-- START --

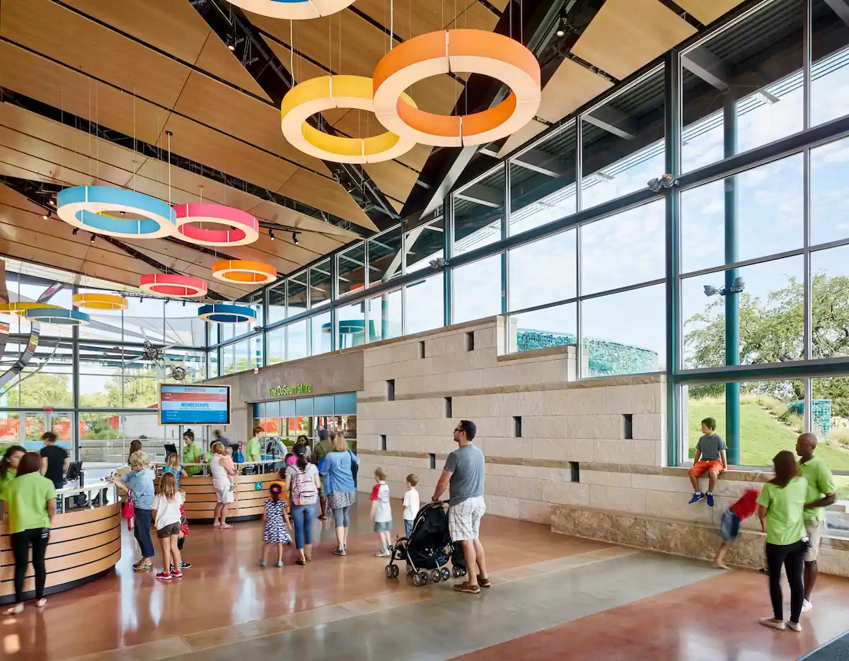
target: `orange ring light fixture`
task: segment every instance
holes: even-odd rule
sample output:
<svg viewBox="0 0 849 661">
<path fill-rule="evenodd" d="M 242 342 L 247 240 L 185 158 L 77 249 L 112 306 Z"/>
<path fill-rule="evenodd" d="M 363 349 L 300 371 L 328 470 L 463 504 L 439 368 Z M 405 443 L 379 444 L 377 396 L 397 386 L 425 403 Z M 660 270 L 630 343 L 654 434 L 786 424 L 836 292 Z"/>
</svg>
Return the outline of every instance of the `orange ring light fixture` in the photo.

-- END --

**WHAT NEEDS TO BE DONE**
Render every line of the entries above as a Markdown table with the columns No. and Line, numbering the rows in order. Skip blank lines and leave out the picture.

**TASK RESULT**
| No. | Line |
|---|---|
| 1 | target: `orange ring light fixture` |
| 2 | task: segment every instance |
| 3 | holes: even-odd rule |
| 4 | sample output: |
| 5 | <svg viewBox="0 0 849 661"> |
| 6 | <path fill-rule="evenodd" d="M 242 342 L 247 240 L 185 158 L 77 249 L 112 306 Z"/> |
| 7 | <path fill-rule="evenodd" d="M 363 349 L 300 371 L 328 470 L 463 504 L 439 368 Z M 405 443 L 379 444 L 377 396 L 397 386 L 425 403 Z M 660 270 L 630 343 L 654 434 L 786 424 L 836 292 Z"/> |
| 8 | </svg> |
| 9 | Return the outline of every instance of the `orange ring light fixture` in the photo. |